§ **TASK**:
Copy verbatim every line of the items, starting with the line containing "compact form (96,331)." and continuing through the end of the items.

§ **INPUT MATERIAL**:
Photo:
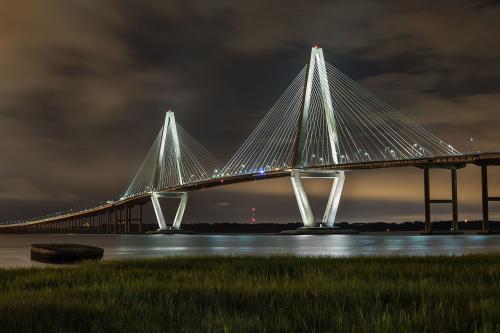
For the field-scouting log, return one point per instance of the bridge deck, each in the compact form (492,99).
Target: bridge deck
(457,161)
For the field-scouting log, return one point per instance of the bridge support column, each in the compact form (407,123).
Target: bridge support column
(487,226)
(485,204)
(303,202)
(453,201)
(183,196)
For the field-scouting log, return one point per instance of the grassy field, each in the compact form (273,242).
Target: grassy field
(252,294)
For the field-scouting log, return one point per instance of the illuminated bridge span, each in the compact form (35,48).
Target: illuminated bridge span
(323,125)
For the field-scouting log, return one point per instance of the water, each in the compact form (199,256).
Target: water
(15,249)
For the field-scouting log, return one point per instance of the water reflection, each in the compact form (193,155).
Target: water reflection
(14,249)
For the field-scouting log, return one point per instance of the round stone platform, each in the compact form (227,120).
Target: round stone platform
(64,253)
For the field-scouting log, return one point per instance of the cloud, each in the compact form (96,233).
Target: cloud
(84,84)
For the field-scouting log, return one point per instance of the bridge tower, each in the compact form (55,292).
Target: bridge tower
(169,144)
(316,68)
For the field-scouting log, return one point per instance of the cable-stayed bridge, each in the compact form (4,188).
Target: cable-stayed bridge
(323,125)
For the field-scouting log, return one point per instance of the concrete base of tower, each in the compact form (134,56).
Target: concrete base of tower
(170,232)
(319,231)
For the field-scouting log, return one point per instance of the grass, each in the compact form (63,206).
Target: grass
(253,294)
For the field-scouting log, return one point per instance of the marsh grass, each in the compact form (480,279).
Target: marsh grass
(253,294)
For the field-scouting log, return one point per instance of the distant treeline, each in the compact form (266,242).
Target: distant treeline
(277,227)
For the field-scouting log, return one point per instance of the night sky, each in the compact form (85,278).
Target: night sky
(84,86)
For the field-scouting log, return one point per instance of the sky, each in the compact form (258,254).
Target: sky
(84,86)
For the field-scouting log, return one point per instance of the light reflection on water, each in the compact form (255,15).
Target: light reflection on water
(14,249)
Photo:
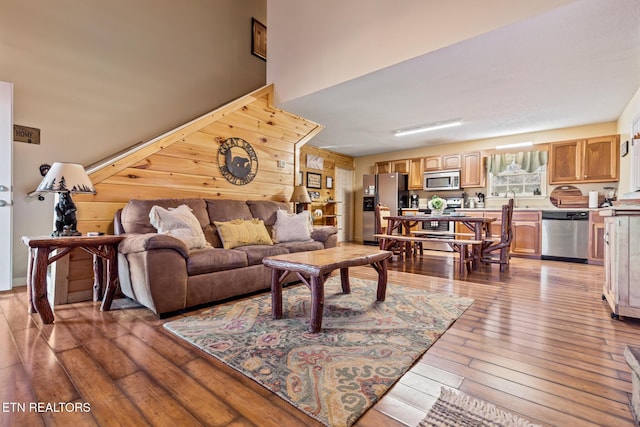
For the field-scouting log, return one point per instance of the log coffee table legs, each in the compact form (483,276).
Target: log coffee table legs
(316,286)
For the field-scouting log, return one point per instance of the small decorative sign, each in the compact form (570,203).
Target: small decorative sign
(238,161)
(26,134)
(314,180)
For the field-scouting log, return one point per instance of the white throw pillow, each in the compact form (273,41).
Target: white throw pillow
(291,227)
(180,223)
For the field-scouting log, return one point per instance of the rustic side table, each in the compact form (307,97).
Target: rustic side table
(40,248)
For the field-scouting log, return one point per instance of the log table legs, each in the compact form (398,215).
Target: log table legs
(40,250)
(318,269)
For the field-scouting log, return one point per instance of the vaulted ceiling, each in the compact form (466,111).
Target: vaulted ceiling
(574,65)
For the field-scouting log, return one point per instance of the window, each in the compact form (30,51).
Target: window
(523,173)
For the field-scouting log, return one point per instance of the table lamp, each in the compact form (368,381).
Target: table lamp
(66,178)
(300,198)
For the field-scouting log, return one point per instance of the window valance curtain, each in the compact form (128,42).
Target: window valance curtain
(529,161)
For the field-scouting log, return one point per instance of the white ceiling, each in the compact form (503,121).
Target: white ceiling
(575,65)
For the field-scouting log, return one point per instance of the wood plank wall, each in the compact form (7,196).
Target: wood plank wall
(184,163)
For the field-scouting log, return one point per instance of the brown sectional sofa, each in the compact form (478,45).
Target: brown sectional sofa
(161,273)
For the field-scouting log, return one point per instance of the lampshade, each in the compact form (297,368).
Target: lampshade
(300,195)
(66,177)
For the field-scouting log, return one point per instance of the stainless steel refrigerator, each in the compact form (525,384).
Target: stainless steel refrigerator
(390,189)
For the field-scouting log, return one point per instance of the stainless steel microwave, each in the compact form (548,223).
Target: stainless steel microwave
(443,180)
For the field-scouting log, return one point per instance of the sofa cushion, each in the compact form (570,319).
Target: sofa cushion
(227,210)
(180,223)
(266,210)
(255,253)
(208,260)
(241,232)
(212,236)
(291,227)
(309,245)
(135,214)
(135,243)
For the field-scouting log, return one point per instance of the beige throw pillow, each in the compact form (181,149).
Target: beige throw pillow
(180,223)
(291,227)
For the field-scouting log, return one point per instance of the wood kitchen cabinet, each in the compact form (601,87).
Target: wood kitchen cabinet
(621,286)
(585,160)
(383,167)
(433,163)
(415,174)
(400,166)
(527,226)
(596,238)
(472,174)
(451,161)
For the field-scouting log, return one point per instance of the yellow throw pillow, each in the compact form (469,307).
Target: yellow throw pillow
(241,232)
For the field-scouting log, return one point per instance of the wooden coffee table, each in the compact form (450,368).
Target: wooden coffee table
(318,265)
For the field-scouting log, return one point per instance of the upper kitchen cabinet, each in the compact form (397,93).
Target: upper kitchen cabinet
(472,174)
(415,174)
(585,160)
(400,166)
(433,163)
(451,161)
(383,167)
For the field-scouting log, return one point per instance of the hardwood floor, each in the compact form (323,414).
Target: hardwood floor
(538,341)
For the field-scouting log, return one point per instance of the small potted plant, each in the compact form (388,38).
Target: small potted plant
(437,205)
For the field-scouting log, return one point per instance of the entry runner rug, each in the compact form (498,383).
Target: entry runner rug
(336,375)
(455,409)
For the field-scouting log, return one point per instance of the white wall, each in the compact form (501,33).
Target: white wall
(315,44)
(98,77)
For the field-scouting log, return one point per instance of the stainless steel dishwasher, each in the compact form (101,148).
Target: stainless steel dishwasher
(565,235)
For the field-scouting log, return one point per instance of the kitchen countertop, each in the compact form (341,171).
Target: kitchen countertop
(534,208)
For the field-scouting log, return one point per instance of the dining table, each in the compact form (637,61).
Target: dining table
(479,225)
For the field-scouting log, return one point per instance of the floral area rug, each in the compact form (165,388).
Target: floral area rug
(336,375)
(456,409)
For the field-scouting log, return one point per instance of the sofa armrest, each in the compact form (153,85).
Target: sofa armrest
(144,242)
(321,233)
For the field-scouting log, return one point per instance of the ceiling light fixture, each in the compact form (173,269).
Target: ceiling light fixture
(431,126)
(518,144)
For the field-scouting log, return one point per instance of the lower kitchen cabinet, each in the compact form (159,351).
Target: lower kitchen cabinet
(622,261)
(527,234)
(596,238)
(526,231)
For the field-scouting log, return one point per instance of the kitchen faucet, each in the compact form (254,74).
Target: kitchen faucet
(514,195)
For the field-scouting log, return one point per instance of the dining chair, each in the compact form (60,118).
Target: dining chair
(498,251)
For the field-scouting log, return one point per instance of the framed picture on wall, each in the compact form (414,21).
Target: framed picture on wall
(314,180)
(258,39)
(329,182)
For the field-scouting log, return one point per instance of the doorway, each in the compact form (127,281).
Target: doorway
(6,185)
(344,197)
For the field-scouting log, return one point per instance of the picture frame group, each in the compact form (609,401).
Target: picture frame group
(314,180)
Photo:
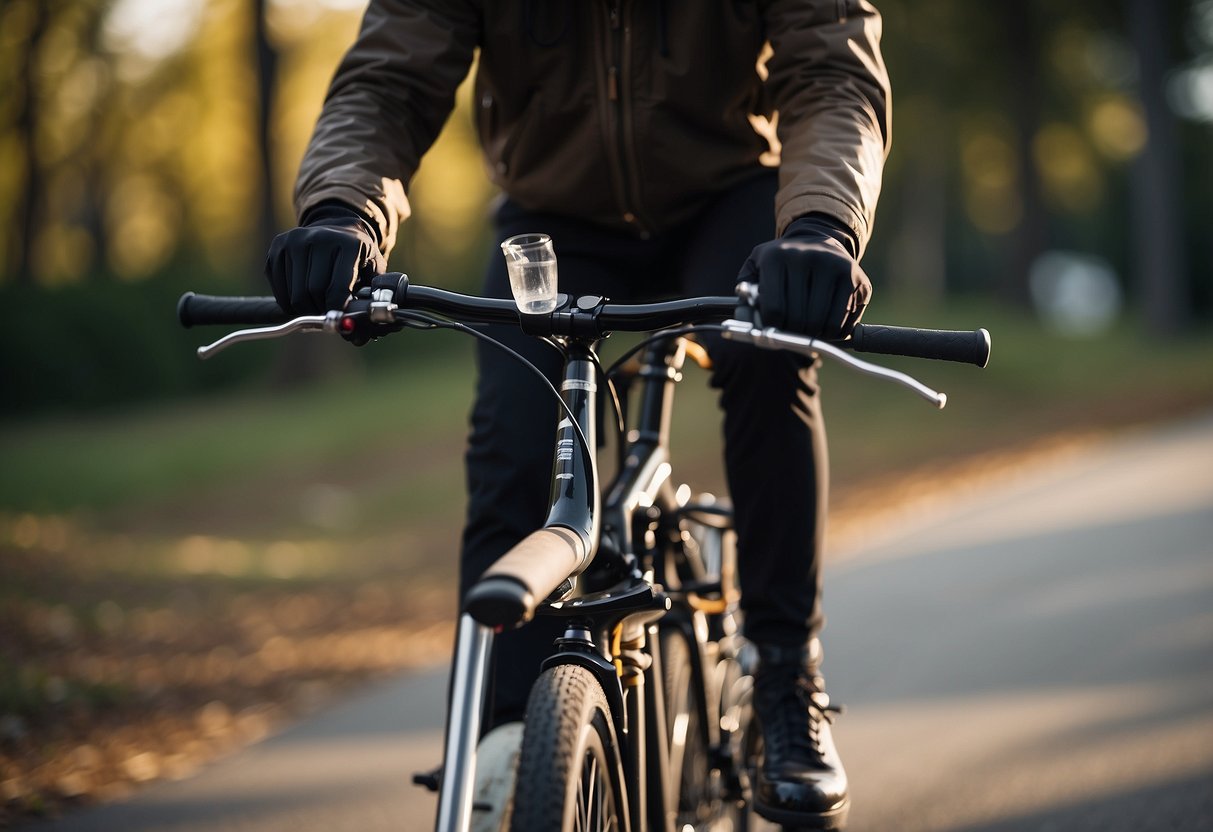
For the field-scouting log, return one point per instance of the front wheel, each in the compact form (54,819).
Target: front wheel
(569,771)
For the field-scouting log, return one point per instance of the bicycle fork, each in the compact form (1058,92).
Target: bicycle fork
(473,647)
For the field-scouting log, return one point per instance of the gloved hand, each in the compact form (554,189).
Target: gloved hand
(809,280)
(314,268)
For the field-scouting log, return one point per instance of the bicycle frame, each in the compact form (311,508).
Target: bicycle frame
(637,701)
(638,501)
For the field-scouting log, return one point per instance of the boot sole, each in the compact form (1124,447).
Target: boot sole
(833,819)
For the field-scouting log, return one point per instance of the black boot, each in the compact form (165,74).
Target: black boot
(801,782)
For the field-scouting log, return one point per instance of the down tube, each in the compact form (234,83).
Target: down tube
(574,500)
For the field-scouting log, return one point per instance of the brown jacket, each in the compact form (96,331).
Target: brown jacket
(627,113)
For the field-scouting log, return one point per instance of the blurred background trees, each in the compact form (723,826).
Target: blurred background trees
(1043,154)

§ **SOLUTION BELOW**:
For the field-scouting log, return one point per instance of the brown jacket, each in the compact form (96,331).
Target: brown jacket
(627,113)
For the field-scouting log, return one point per instance of the blurred background trees, each in the compact form (723,826).
Target: blurred background trees
(1043,154)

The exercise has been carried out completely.